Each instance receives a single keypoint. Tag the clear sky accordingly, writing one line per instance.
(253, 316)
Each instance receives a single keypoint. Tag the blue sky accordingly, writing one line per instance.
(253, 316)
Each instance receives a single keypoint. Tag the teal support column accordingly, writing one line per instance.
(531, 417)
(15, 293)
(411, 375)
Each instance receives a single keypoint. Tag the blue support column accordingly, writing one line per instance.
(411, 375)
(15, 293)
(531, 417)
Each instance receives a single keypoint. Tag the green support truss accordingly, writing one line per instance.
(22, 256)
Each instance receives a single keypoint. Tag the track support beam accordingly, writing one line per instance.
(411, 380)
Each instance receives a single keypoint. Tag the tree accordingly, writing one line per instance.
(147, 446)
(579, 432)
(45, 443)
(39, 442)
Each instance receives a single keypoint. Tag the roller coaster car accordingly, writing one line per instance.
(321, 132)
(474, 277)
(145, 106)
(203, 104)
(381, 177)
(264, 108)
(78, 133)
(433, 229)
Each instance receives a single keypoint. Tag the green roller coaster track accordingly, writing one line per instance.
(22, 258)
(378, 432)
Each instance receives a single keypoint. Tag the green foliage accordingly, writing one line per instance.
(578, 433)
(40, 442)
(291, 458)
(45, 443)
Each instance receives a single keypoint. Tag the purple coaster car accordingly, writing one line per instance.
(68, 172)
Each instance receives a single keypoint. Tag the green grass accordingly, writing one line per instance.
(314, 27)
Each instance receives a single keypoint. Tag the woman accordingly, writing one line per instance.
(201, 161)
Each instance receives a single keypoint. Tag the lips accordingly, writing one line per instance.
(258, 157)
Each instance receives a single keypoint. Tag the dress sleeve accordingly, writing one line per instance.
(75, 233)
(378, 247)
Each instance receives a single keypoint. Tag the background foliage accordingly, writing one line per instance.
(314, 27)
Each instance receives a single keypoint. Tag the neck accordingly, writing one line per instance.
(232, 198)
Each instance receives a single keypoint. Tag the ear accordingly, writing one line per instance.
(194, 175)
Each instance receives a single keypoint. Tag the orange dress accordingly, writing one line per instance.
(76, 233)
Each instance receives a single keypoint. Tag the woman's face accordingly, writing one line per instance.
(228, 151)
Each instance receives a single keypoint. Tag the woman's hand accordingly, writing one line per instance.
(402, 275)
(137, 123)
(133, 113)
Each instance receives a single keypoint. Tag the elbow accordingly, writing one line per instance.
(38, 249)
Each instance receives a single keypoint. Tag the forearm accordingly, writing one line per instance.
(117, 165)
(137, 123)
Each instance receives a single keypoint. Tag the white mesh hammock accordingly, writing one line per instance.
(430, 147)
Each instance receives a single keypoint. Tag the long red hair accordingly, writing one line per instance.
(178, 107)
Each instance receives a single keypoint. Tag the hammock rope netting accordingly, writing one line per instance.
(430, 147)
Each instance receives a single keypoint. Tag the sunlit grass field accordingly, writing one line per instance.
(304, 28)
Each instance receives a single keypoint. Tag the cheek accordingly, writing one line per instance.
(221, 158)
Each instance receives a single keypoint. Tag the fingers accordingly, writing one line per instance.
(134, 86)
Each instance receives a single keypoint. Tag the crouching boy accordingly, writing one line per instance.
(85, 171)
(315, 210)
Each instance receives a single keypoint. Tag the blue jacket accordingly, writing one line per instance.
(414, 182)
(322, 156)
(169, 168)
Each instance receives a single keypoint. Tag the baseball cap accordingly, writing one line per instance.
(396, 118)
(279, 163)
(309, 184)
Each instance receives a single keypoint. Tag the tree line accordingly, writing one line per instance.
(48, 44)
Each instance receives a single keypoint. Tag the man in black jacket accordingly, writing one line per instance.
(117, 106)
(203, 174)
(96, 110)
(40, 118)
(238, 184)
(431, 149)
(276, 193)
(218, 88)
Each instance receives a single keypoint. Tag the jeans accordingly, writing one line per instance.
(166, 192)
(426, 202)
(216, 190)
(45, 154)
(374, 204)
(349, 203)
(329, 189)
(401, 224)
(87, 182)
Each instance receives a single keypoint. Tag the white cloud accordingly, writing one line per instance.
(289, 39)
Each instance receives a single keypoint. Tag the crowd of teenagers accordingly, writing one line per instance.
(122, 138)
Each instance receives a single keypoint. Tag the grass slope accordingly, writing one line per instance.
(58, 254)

-----

Work item: Produce an exact copy of every entry above.

Result of this exercise:
Each instance receives a single keypoint. Tag the clear sky accordingly, writing one line per instance.
(253, 316)
Each instance receives a single keypoint. Tag the blue sky accordingly, writing one line per instance.
(253, 316)
Each instance receives a single keypoint. Tag the teal support column accordingly, writing one line per instance.
(531, 417)
(15, 293)
(411, 375)
Each instance receives a single keypoint. Tag the blue support column accordingly, writing one line per instance.
(411, 375)
(15, 293)
(531, 417)
Each instance receives a single keypoint. Tag the green support truss accordingly, writing one line per instance.
(22, 256)
Each instance receives a single keypoint. Tag the track support beam accordingly, writing one line per instance.
(411, 380)
Each instance receives a single keypoint. Tag the tree accordingly, writing one line per instance.
(147, 446)
(579, 432)
(45, 443)
(39, 442)
Each instance receives a single keypoint. Tag the roller coaster car accordingly, writing one line per instance.
(321, 132)
(474, 277)
(145, 106)
(203, 104)
(381, 177)
(264, 108)
(78, 133)
(433, 229)
Each instance receives a single keypoint. Tag the green roller coaster track accordingly, writing one line per instance.
(22, 258)
(378, 432)
Each instance receives a single keypoint. Tag the green foliage accordingly, writing one line per instance.
(578, 433)
(40, 442)
(291, 458)
(45, 443)
Each instance receives a single keypoint. Tag the purple coaster car accordingly, writing one line per instance.
(68, 172)
Each instance receives a single keypoint. Tag the green grass accordingly, writing one line per instance.
(314, 27)
Each instance receives a single keypoint. Tag the woman accordingly, writing one line per instance.
(201, 161)
Each instance receives a single keypoint. Tag the lips accordingly, writing one line per instance.
(258, 157)
Each instance receives a single keypoint. Tag the dress sleeve accordingly, writing one line per instance.
(75, 233)
(378, 247)
Each instance receives a single keypoint. Tag the background foliage accordingly, writing one line per instance.
(314, 27)
Each instance receives a single keypoint. Tag the neck accordingly, writing one line per instance.
(232, 198)
Each instance receives a single keypoint. Tag the ear accordingly, writing one line per instance.
(194, 175)
Each instance receives a single keypoint. Tag the orange dress accordingly, writing one line per instance.
(76, 233)
Each instance receives a single keypoint. Tag the woman's face accordingly, writing one line per instance.
(228, 151)
Each instance receives a single keypoint. Tag the woman's hand accordingly, writing one line per instance.
(402, 275)
(137, 123)
(133, 113)
Each instance receives a single keypoint. Tag the elbow accordingly, writing one line per instance.
(38, 249)
Each instance receives a single keypoint. Tag the forearm accordingly, writing one line per instance.
(117, 165)
(137, 123)
Each instance receives a single keypoint. Tag the white mesh hammock accordingly, writing one line per instance.
(430, 147)
Each instance receives a single keypoint. Tag the long red hair accordingly, writing one line per instance.
(178, 107)
Each instance receives a single keypoint. Tag the hammock rope netting accordingly, writing one line per instance.
(430, 147)
Each instance receives a single keypoint. Tag the sunlit grass field accordingly, writing one line per instance.
(304, 28)
Each instance receives a single keypoint. Tag the cheek accordingly, writing one line per instance.
(221, 158)
Each instance receives a single keypoint. Tag the fingers accordingly, writing one line per instance.
(134, 86)
Each instance receives a single keypoint. Tag the crouching boy accordingly, writing one line per instance.
(85, 171)
(315, 210)
Each instance receives a single keypoint. Tag the blue jacket accordingly, writing one line per instance.
(414, 182)
(322, 156)
(169, 168)
Each instance receives a single keypoint. Tag the baseball cap accordingly, writing one line per instance.
(396, 118)
(279, 163)
(309, 184)
Each instance receives a single keypoint. Tag the tree line accordingly, writing one line per instance.
(48, 44)
Each instance receives a single keypoint. Tag the man in black jacket accordingly, writing one line per instance.
(117, 106)
(203, 174)
(96, 110)
(40, 118)
(238, 184)
(431, 149)
(276, 193)
(218, 88)
Each instance receives a single keypoint. Tag the jeans accordingly, writing one line per instance.
(166, 192)
(426, 202)
(216, 190)
(45, 154)
(374, 204)
(349, 203)
(329, 189)
(401, 224)
(87, 182)
Each instance receives a single keypoint. Tag the white cloud accordingly, writing one line per instance.
(289, 39)
Each instance receives a single keypoint. Tag the crowd of teenagers accordingly, writing one line per instance.
(122, 138)
Each instance receives a single keypoint. Tag the grass slope accordingly, writing one line per instance.
(58, 254)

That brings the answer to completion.